─── Given records ───
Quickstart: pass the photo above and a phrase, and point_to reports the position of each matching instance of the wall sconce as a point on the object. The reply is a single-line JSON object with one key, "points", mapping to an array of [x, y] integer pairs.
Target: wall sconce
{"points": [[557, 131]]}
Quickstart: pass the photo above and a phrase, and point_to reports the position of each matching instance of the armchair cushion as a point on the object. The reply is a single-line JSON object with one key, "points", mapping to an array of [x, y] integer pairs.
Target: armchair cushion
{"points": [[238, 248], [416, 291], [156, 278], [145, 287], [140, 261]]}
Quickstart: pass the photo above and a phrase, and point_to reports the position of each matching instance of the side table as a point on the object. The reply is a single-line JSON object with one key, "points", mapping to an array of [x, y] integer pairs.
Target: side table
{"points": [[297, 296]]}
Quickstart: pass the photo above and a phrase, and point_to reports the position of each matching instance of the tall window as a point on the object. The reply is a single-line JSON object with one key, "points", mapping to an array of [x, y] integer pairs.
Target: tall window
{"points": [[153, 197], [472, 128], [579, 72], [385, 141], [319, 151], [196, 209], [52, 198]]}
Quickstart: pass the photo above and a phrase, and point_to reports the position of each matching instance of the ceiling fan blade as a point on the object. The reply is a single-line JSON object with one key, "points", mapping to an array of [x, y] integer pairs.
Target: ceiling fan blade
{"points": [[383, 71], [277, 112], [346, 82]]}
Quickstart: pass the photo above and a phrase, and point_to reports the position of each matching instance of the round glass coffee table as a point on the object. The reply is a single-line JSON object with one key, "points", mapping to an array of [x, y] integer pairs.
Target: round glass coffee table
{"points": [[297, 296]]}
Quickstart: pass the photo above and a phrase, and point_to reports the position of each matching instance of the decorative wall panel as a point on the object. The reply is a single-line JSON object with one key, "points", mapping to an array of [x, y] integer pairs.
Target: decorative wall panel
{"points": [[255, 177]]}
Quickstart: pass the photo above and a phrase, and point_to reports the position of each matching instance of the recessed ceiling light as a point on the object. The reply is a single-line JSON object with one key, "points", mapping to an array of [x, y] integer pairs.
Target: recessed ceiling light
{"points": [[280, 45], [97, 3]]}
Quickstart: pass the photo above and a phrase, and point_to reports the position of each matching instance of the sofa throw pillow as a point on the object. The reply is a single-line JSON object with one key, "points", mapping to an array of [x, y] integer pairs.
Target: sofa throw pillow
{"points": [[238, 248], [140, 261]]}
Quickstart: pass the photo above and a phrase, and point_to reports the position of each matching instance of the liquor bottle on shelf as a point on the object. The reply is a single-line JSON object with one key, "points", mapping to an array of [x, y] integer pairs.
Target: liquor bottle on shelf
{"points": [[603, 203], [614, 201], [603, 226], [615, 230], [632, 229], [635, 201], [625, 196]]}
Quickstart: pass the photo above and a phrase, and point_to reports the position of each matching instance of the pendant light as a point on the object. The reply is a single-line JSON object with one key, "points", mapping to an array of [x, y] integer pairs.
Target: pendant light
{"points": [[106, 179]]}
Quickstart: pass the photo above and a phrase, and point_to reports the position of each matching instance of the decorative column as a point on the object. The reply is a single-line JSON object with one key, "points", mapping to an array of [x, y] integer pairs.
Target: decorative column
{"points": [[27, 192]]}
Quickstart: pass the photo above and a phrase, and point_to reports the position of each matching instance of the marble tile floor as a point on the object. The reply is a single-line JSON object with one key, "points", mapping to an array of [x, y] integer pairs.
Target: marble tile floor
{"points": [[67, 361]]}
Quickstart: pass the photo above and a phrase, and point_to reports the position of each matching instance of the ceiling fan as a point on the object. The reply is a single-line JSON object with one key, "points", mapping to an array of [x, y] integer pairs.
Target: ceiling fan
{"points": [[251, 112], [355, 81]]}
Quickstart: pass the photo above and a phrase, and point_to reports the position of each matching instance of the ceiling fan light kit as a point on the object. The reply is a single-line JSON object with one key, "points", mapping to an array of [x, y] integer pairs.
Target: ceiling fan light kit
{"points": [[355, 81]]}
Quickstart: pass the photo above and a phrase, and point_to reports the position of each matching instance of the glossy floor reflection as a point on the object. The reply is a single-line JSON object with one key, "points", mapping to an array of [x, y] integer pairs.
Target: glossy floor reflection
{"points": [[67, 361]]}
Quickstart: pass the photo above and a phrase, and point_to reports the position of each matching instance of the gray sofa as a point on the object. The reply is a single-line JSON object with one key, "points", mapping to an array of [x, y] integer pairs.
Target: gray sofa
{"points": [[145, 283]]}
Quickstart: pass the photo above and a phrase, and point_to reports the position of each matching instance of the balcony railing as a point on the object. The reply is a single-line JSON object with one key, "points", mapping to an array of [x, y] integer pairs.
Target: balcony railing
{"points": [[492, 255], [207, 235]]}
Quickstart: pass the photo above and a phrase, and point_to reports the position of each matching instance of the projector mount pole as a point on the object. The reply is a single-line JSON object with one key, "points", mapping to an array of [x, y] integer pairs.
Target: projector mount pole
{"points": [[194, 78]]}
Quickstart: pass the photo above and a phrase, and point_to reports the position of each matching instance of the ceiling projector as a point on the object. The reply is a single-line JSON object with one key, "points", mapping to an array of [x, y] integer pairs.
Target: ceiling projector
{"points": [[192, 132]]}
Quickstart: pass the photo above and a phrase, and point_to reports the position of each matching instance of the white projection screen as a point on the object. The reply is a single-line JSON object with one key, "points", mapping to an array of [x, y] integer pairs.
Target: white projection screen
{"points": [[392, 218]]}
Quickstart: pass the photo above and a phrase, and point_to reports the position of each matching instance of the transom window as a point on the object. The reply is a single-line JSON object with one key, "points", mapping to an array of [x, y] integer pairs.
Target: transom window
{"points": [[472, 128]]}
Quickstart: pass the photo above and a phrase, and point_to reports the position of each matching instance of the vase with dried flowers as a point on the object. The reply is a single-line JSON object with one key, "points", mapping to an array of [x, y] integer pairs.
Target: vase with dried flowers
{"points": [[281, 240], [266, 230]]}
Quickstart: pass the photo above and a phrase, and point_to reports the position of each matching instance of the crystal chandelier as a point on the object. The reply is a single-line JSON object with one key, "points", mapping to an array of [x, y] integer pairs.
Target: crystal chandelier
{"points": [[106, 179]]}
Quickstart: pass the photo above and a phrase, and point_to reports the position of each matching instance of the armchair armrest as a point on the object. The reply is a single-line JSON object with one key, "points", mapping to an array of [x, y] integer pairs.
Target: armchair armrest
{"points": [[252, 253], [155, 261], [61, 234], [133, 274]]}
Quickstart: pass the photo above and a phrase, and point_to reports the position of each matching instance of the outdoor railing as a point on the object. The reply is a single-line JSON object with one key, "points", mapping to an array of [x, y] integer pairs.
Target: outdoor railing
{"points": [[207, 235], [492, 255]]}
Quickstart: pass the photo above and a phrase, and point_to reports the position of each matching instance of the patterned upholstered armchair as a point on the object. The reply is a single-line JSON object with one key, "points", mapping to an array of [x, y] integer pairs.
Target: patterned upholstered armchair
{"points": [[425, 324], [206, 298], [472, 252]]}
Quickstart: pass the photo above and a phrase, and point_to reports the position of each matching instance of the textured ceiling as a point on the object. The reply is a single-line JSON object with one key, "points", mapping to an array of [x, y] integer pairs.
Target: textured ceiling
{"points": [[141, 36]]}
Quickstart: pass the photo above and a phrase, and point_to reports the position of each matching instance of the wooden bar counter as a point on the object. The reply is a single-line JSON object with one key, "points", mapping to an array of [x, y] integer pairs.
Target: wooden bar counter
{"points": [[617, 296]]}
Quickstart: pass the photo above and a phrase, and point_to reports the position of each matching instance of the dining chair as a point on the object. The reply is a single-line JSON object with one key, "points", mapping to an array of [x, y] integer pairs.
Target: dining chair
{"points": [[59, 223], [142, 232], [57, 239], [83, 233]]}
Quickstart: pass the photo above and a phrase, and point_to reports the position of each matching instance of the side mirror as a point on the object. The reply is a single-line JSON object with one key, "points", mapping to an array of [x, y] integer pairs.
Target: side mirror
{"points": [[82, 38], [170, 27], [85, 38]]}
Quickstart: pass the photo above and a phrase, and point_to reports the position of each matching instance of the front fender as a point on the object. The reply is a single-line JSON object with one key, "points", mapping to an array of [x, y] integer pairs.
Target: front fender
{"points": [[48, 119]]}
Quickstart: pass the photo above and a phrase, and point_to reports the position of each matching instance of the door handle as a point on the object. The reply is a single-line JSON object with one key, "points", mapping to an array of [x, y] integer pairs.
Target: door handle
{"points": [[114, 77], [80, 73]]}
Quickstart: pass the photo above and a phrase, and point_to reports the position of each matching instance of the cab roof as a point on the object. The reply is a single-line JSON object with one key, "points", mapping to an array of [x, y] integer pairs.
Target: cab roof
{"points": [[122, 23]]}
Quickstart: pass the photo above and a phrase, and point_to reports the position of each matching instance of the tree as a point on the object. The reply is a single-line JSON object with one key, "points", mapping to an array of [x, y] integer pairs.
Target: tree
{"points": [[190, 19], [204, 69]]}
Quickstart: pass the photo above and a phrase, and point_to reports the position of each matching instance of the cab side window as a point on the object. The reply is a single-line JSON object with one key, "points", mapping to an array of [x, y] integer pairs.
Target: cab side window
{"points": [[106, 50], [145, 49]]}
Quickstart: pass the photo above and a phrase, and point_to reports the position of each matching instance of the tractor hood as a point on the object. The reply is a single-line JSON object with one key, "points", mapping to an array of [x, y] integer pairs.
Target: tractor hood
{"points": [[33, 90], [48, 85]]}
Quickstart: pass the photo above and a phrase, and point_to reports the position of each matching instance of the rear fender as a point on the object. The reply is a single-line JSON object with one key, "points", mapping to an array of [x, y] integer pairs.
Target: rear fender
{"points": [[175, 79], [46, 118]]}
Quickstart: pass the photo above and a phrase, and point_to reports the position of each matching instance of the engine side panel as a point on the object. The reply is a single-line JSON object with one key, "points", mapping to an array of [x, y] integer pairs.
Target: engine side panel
───
- [What is being asked]: Copy out, word for word, the records from the line containing "of the tractor" through the end.

- [Solution for this task]:
Quickstart: pass the photo above and a phrase, and point_to reports the position of each matching instance of the tractor hood as a point on the object. The reply is a single-line JSON object with one key, "points", mapping to an array of [x, y] integer pairs.
Target: tractor hood
{"points": [[33, 90], [48, 85]]}
Quickstart: pass the photo above and a phrase, and point_to reports the position of each matching instance of the rear fender as a point on the object. The reply is a single-line JSON object with one key, "points", mapping to an array of [x, y] integer pairs.
Target: rear fender
{"points": [[175, 79], [46, 118]]}
Quickstart: pass the photo above and a phrase, and point_to reports the position of each matching instance of the engine side panel as a point on the object. The reply is a single-line JSON object with one key, "points", mapping to an array of [x, y] integer pairs.
Target: engine side panel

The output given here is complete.